It's probably easy to forget just how good a player Joe Torre was. However, by the Bill James measurements for the Hall regarding position players---the Batting Standards and the Batting Monitor---Joe Torre meets 40 percent of the batting standards by which you would spot a Hall of Famer with the average Hall of Famer meeting 50 percent of them, while scoring a 90 on the Monitor where an average Hall of Famer would score 100.

Torre was also a nine-time All-Star---in an era in which fans did not vote for the All-Star teams, having lost the vote after ballot-box stuffing out of Cincinnati in the 1950s, and in which there was no way to get away with accusations of favouritism sentimental or otherwise considering that he was never selected to an All-Star team likely to be managed by his own manager.

Defence? Torre was an above-average defencive player at three positions at which he played more than five hundred games apiece during his career, even though he wasn't necessarily a great defencive player at any of them. But if you can play defence anywhere above your league average at three defencive positions two of which may be the two most demanding in baseball (though I'm never entirely sure whether center field shouldn't be tied with third base at least) . . .

That sure looks like a borderline Hall of Famer to a lot of people. Including me. I don't know if I'd advocate making him a Hall of Famer on his playing record alone, but Joe Torre was awful close to having been a Hall of Fame-caliber player.

Extracted information.
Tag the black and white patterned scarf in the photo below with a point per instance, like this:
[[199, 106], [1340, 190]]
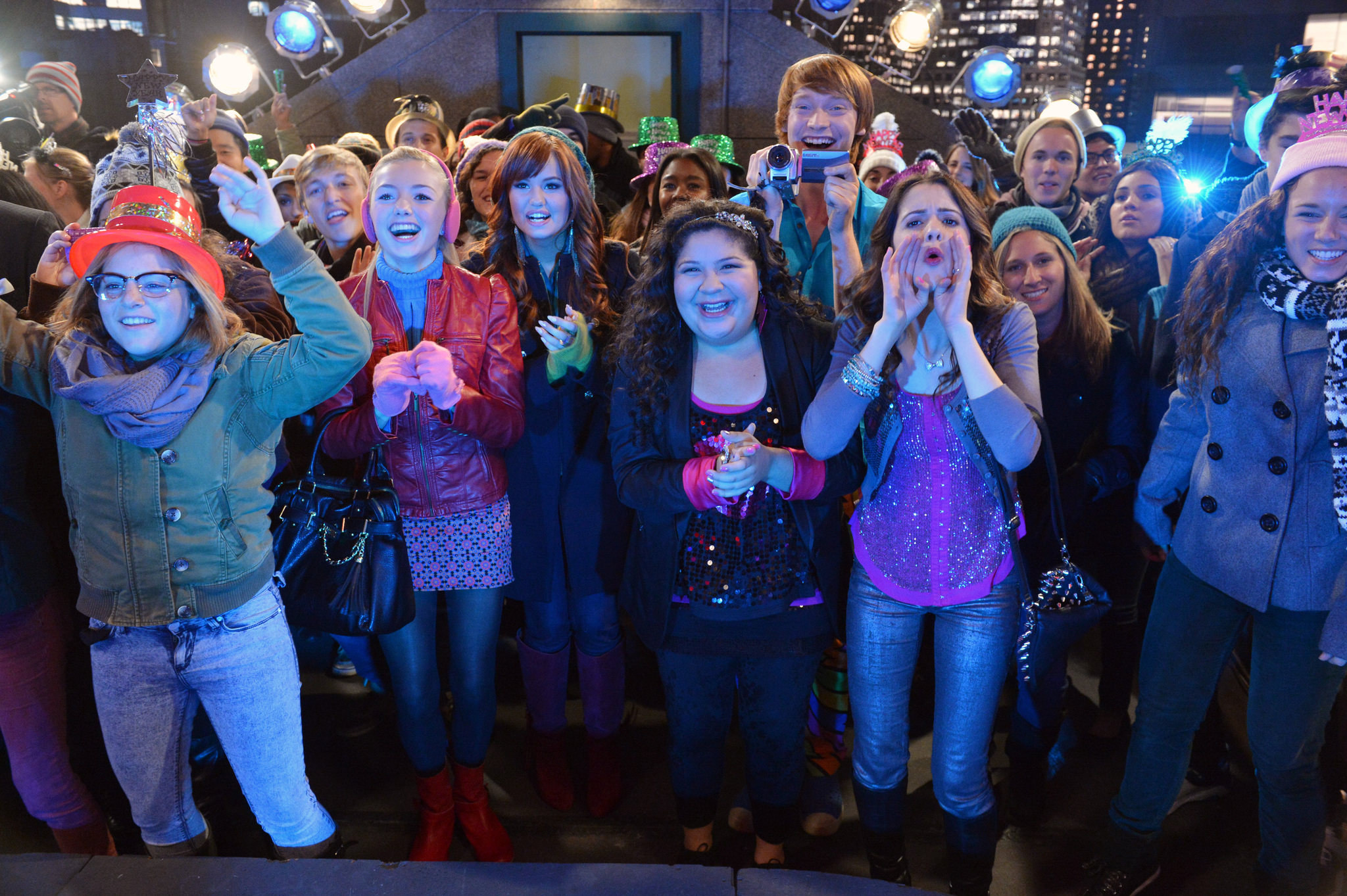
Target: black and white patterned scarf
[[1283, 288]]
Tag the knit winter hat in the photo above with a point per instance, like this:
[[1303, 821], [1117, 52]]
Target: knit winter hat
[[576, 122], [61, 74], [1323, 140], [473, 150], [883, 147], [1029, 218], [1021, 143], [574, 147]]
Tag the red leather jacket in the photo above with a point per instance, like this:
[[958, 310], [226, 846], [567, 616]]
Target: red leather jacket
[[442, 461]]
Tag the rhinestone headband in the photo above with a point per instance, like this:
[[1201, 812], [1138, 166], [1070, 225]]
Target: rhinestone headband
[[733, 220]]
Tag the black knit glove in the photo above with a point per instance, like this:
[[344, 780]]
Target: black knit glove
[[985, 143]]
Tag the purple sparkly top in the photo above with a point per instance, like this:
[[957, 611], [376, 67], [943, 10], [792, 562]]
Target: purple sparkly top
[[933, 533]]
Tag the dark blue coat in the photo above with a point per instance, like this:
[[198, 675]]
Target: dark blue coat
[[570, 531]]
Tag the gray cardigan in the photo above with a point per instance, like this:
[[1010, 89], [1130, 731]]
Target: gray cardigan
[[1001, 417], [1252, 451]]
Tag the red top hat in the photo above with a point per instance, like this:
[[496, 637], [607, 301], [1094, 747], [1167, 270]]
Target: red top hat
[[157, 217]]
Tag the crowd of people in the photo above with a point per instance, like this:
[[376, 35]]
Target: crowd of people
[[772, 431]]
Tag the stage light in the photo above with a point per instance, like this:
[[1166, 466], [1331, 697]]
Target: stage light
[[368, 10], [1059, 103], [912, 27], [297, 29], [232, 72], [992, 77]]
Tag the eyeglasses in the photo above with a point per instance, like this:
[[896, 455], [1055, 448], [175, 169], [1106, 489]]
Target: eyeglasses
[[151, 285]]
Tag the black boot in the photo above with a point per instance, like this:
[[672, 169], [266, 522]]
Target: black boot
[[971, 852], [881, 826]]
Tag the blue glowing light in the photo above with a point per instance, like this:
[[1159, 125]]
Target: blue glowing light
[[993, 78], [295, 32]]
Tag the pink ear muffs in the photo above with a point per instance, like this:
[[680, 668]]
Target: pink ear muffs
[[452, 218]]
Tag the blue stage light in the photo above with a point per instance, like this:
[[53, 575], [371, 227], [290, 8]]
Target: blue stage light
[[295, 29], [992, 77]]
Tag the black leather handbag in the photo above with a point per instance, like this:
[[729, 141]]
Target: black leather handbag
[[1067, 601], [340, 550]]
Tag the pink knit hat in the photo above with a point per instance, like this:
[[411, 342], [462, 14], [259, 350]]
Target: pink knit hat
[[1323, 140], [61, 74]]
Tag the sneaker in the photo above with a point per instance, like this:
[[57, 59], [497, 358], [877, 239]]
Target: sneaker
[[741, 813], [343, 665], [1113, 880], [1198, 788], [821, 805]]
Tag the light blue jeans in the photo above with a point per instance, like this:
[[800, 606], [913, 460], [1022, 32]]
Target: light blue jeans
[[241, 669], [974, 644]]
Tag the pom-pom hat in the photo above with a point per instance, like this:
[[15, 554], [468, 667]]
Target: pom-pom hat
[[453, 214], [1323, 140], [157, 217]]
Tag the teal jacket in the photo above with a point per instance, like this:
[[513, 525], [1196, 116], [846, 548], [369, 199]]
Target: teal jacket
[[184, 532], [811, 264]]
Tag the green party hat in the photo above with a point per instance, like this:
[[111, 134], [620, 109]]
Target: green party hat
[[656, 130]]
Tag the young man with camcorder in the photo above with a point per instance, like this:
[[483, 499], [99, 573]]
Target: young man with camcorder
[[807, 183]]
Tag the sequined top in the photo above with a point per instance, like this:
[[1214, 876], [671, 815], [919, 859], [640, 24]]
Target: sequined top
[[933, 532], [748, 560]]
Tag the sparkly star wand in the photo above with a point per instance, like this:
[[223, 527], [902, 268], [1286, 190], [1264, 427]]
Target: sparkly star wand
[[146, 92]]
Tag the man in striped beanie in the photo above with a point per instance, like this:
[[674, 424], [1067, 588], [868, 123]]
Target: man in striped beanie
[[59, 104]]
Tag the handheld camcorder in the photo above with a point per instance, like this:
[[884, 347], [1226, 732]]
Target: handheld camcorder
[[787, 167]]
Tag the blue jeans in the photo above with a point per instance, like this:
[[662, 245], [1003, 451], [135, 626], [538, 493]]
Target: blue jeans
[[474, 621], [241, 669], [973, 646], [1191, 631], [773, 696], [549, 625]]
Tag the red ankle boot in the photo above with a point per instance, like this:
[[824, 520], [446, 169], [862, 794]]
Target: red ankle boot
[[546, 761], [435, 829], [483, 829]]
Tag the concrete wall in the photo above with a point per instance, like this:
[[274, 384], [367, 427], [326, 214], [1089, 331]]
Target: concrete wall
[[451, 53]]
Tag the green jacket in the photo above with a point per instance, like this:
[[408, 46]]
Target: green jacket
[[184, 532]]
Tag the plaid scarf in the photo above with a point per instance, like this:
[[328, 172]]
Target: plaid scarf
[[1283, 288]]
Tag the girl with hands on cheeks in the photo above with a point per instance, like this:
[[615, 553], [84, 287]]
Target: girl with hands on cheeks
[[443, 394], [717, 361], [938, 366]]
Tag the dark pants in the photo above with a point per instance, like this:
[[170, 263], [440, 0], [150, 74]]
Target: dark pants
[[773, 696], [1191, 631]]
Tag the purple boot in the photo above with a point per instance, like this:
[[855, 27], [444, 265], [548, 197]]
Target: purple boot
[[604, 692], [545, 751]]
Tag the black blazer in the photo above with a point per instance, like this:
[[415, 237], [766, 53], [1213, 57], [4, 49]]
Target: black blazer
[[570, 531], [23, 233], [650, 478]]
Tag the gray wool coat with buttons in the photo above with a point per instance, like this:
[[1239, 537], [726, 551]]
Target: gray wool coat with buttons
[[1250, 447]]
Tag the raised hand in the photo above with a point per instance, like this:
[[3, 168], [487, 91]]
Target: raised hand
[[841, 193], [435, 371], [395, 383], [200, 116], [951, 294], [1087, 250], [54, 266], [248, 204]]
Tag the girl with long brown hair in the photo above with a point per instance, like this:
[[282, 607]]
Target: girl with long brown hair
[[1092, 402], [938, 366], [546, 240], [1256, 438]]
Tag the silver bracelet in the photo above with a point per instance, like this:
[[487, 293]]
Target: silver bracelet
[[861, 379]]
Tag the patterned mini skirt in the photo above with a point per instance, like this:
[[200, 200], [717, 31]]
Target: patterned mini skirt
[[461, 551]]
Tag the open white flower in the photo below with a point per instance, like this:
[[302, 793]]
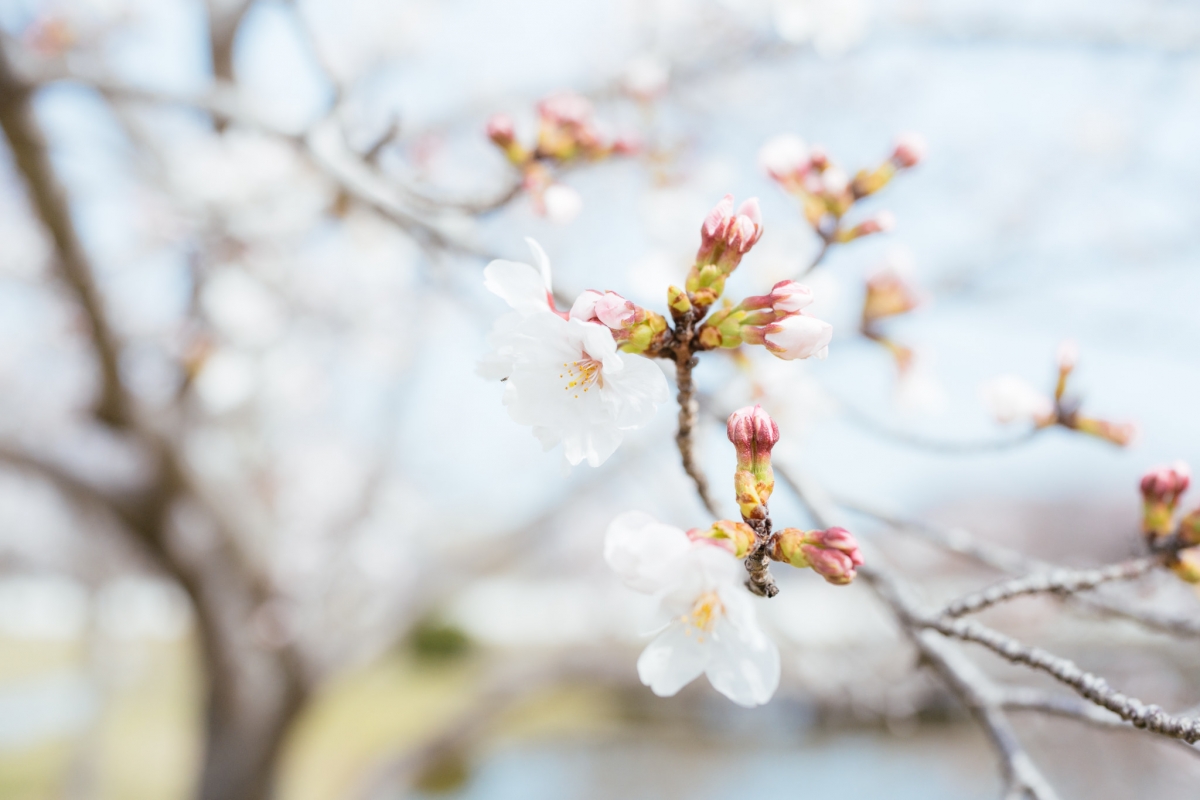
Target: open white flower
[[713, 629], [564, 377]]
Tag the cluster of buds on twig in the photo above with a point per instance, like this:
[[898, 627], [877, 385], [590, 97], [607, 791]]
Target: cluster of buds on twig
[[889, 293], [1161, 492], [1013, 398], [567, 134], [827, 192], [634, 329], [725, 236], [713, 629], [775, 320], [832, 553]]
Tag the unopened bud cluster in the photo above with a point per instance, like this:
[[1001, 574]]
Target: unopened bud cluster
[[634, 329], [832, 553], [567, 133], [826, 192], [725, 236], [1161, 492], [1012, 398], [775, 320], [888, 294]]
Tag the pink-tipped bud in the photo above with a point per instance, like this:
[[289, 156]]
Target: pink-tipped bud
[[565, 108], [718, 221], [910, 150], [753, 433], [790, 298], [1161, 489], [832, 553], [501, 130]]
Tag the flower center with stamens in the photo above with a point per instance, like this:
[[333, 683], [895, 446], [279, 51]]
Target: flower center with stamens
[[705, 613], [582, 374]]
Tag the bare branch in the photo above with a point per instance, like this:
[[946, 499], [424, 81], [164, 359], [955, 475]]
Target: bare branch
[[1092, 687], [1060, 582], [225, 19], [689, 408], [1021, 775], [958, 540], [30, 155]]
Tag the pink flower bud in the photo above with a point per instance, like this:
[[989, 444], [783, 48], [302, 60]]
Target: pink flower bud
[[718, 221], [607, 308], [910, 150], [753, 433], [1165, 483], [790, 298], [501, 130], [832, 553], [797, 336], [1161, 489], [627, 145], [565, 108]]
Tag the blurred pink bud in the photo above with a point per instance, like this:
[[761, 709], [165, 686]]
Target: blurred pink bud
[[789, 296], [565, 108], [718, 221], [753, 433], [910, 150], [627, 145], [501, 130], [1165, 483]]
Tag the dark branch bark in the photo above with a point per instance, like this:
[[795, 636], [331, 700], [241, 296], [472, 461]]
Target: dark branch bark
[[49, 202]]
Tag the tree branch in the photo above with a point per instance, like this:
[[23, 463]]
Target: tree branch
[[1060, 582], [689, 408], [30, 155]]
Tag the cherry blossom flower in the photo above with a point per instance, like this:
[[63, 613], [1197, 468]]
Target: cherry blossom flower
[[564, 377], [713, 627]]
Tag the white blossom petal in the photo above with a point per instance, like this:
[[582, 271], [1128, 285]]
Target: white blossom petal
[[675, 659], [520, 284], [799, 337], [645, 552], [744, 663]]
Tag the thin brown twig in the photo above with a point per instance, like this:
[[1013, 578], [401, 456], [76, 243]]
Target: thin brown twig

Given exercise 1. In the Joe Torre excerpt, turn the paragraph beginning "Torre was also a nine-time All-Star" into a short bulleted list that keeps its main facts.
Given exercise 2. List every figure given in the Joe Torre excerpt's paragraph starting "It's probably easy to forget", each with what it measures.

Exercise response 1.
- Torre was a nine-time All-Star.
- In his era, fans did not vote for All-Star teams. They had lost the vote after ballot-box stuffing from Cincinnati in the 1950s.
- Favoritism could not explain his selections, because he was never chosen for an All-Star team likely to be managed by his own manager.

Exercise response 2.
- 40 percent: the share of the Batting Standards that Torre meets
- 50 percent: the share of the Batting Standards the average Hall of Famer meets
- 90: Torre's score on the Batting Monitor
- 100: the average Hall of Famer's score on the Batting Monitor